_EXTRACTED INFORMATION:_
↓↓↓
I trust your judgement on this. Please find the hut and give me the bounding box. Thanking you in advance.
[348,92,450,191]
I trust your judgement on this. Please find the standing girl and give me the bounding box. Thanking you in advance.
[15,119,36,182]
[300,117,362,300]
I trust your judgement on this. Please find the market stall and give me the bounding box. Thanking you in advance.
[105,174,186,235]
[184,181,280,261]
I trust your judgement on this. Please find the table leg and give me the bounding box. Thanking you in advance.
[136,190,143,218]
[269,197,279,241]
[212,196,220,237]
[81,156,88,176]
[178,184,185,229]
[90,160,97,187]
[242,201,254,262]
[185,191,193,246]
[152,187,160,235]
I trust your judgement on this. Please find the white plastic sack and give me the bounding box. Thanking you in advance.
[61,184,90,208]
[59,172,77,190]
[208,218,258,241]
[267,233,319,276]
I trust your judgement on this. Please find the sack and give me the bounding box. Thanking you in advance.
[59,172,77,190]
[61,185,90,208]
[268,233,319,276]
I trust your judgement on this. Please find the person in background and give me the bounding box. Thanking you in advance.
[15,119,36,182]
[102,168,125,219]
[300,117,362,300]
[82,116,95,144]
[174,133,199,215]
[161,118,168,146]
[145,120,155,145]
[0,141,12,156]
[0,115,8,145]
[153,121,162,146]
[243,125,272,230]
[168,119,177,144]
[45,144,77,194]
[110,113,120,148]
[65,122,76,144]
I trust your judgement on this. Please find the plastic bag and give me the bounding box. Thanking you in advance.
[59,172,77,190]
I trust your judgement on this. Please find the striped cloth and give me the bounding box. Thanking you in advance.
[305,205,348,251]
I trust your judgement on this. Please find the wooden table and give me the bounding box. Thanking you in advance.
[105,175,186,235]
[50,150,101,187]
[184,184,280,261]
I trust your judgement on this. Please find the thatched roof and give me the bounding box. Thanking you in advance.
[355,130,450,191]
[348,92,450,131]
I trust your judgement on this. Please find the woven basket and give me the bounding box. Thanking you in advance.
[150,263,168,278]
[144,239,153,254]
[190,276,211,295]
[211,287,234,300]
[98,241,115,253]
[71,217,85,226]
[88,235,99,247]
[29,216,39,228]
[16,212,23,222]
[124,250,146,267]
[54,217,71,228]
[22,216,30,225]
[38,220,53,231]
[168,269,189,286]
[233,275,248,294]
↑↑↑
_TASK REQUIREMENTS:_ After locating the line with "I trust your judgement on this. Please find the woven" in the records above, please set down that line and all later ones exactly, and no other line.

_RESPONSE TO THE TASK:_
I trust your judgement on this. Please find the woven basket and give me the bounding box. Thanking you in advance.
[150,263,168,278]
[144,239,153,254]
[190,276,211,295]
[211,287,234,300]
[98,241,115,253]
[71,217,85,226]
[88,235,99,247]
[29,216,39,228]
[16,212,23,222]
[124,250,146,267]
[54,217,71,228]
[22,216,30,225]
[38,220,53,231]
[168,269,189,286]
[233,275,248,294]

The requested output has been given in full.